▼

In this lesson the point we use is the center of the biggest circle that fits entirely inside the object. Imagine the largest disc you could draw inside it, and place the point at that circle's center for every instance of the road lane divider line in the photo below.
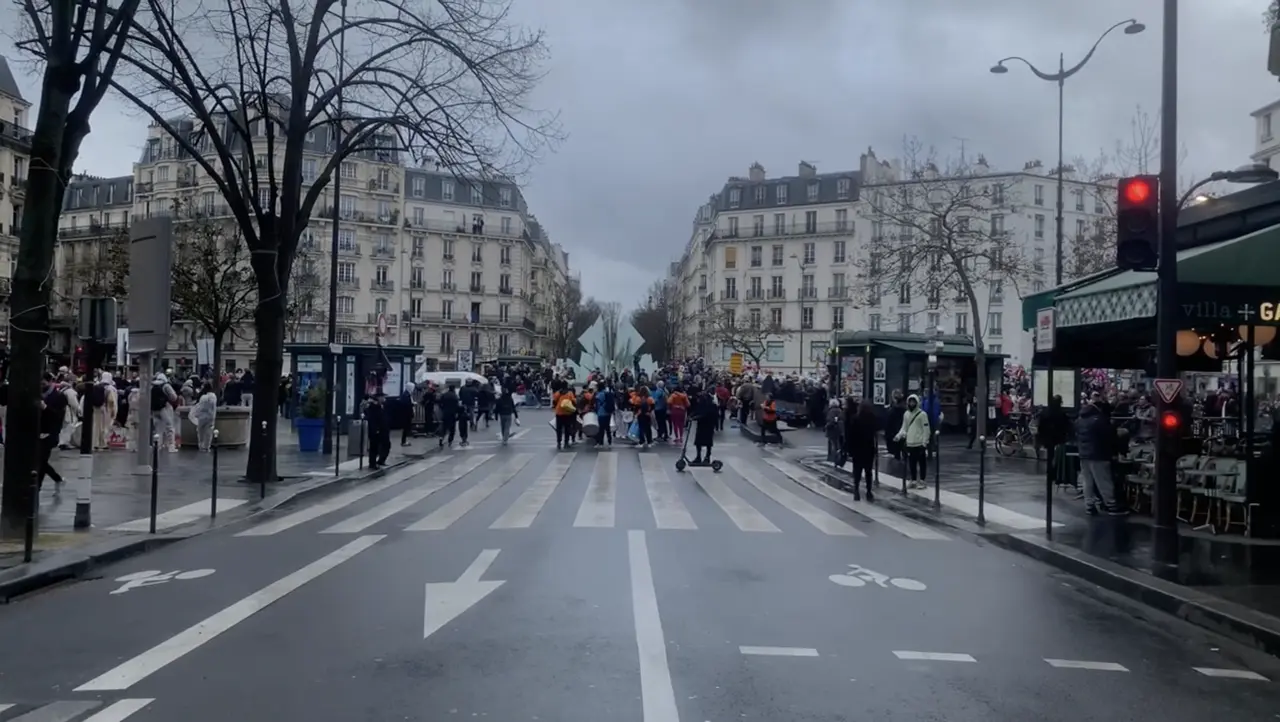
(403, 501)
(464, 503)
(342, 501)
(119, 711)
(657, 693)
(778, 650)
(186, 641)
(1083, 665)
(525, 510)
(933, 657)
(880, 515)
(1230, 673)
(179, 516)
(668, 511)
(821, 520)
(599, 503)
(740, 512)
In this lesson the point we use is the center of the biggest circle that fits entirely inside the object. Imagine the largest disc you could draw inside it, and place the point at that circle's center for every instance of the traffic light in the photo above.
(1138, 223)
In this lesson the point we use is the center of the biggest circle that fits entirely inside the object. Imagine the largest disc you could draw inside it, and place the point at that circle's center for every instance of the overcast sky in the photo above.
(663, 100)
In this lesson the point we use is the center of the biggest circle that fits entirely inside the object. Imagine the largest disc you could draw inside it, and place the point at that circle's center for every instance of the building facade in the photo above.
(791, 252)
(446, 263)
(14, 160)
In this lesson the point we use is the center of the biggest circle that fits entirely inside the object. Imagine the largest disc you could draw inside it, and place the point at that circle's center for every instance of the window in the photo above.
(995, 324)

▲

| ABOUT THIS TASK |
Set down the data exactly as it appears, without any images.

| SOLUTION TO THE EXERCISE |
In this lesson the point we use is the center of the biggest circle that fits entirely inside the object. Imagine the largest disc you could draw inside it, and place the point at that circle's center for every instance of the road lane divider line in the photo below.
(403, 501)
(464, 503)
(342, 501)
(119, 711)
(657, 693)
(778, 650)
(186, 641)
(1083, 665)
(525, 510)
(933, 657)
(880, 515)
(1230, 673)
(179, 516)
(668, 511)
(821, 520)
(599, 503)
(740, 512)
In this lesson the point we use is the center of the biggest circle that fits entirely inside the object. Imagine the largest disc you could draw inside it, and place the point at that circle's center for every instance of the traffic light in the photo above.
(1138, 223)
In this lesson the point we use is the center of the biggest circle that fits entirely inside the object. Imagine the largest disc you could draw inside it, and place the point at that circle's center for every instance of the overcast sky in the photo above.
(663, 100)
In this lesson the point we use is the center of the biggest circle that fits entirely inside the object. Imagine the largest disc you could draw inside it, and place the point at that circle's center for every instance of the building facade in the photo above.
(791, 252)
(446, 263)
(14, 160)
In this lesson the point we use is the center of the biggest circle that fits entirely inside the object. Imagine the largest disc you could draw inside it, and place the point at that circle's center for every instance of the window in the photo above.
(995, 324)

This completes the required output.